-- START Text block --
My concern was not only increasing fees in this economy, it was also the process. I'm running out the door now, but will hopefully find some time this weekend to give some more background on my "process" concern.
Thursday, October 14, 2010
My 2009 Council opponent, Peter Talbot, was appointed to fill the Board of Education vacancy created by Peter Massey's resignation. I congratulate Peter Talbot on his appointment and thank Peter Massey for his service.
I prefer seeing Mr. Talbot on the BOE, at least moreso than on the Council. If he were on the Council he'd need to recuse himself from voting on the budget of the Town Manager's office. And that's a budget that needs as many votes as possible to reduce the unnecessary spending there.
Btw, when I first heard of Peter Massey's resignation I incorrectly believed that the BOE would appoint a member. But based on a discussion with David Schrumm and Jimmy Sima, I now understand that the 1996 Charter revision included a change in the body that appoints BOE members. Previously, the BOE appointed its own. Now the Council fills all elected vacancies, including the BOE.
Wednesday, October 13, 2010
As I mentioned yesterday, I'll be resigning from the Town Council. Here's the five minute vid of me making my announcement... I got a bit choked up near the end... not the easiest thing to do:
And the local newspapers had some online coverage today, including the MRJs Jesse Buchanan and the WRAs Lauresha Xhihani writing:
During his seven years in the council, White has represented the fourth district and is known for walking his district year-round and talking to residents. Independent minded, White often broke ranks with his own party on issues.
The NHR reports:
Support for Connecticut's death penalty has reached its highest point in more than a decade, and even some who generally oppose capital punishment say it's appropriate for a man convicted in the 2007 deadly Cheshire home invasion, according to a new poll.
Quinnipiac University's poll, released Wednesday, found 65 percent of those surveyed support the death penalty. That's up from 61 percent two years ago, and the highest number since the year 2000.
I certainly hope that state Rep. Vickie Nardello doesn't continue introducing legislation to repeal the death penalty retroactively. I think the death penalty is entirely appropriate for these two predators.
Tuesday, October 12, 2010
I’d like to announce tonight that I’m resigning from the Town Council, effective October 24.
I am resigning from the Council because I have accepted a position as the Director of Administration and Finance for the Haitian Health Foundation. HHF is headquartered in Norwich, CT, but I will be living and working in Haiti for the next year or two.
Having just spent time in Haiti,* one of the poorest nations in the world, I was again reminded of my appreciation for America’s freedoms and material abundance that we so often take for granted.
I was deeply moved by the tragedy of the earthquake and wanted to do more than just donate money. I’ve never been particularly concerned with making a lot of money, as much as I’m concerned with trying to make a difference for the common good.
I wanted to personally contribute the best of my skills. Having lived in the developing world – I lived in Vietnam from 1995 to 1998 – I know I’d be comfortable living in Haiti. And having studied in Paris, my French language skills will be helpful.
-- END Text block --
-- START Supplied material --
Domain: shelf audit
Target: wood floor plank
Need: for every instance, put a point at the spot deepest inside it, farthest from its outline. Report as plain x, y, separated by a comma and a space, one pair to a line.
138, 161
-- END Supplied material --
Given exercise — Continue the Town Council blog text, starting after its last sentence about French language skills.

Expected answer —
My position with HHF will allow me to contribute my CPA skills as their director of finance, and to do humanitarian work directly with many Haitian people in the field.
I have loved serving the residents of the fourth district and all of Cheshire.
I have been most motivated by the basic principles of good government: accountability, transparency, responsiveness and effective long-term planning.
During my seven years on the Council, I’ve strived to bring each of these to you with some success.
At times, some may have thought that I was harsh on management. But that’s because the taxpayers have little tolerance for waste and mismanagement and they want people held accountable for their actions. Times are tough and we need to use our tax dollars wisely. Having reduced the number of town take-home vehicles is one of the ways in which I’ve helped to reduce wasteful spending.
I’ve also tried to increase transparency in local government, successfully advocating the addition of Council meeting video to the town website and increasing the use of new media by the town, including the forthcoming addition of Council meetings and government channels to AT&T’s U-verse.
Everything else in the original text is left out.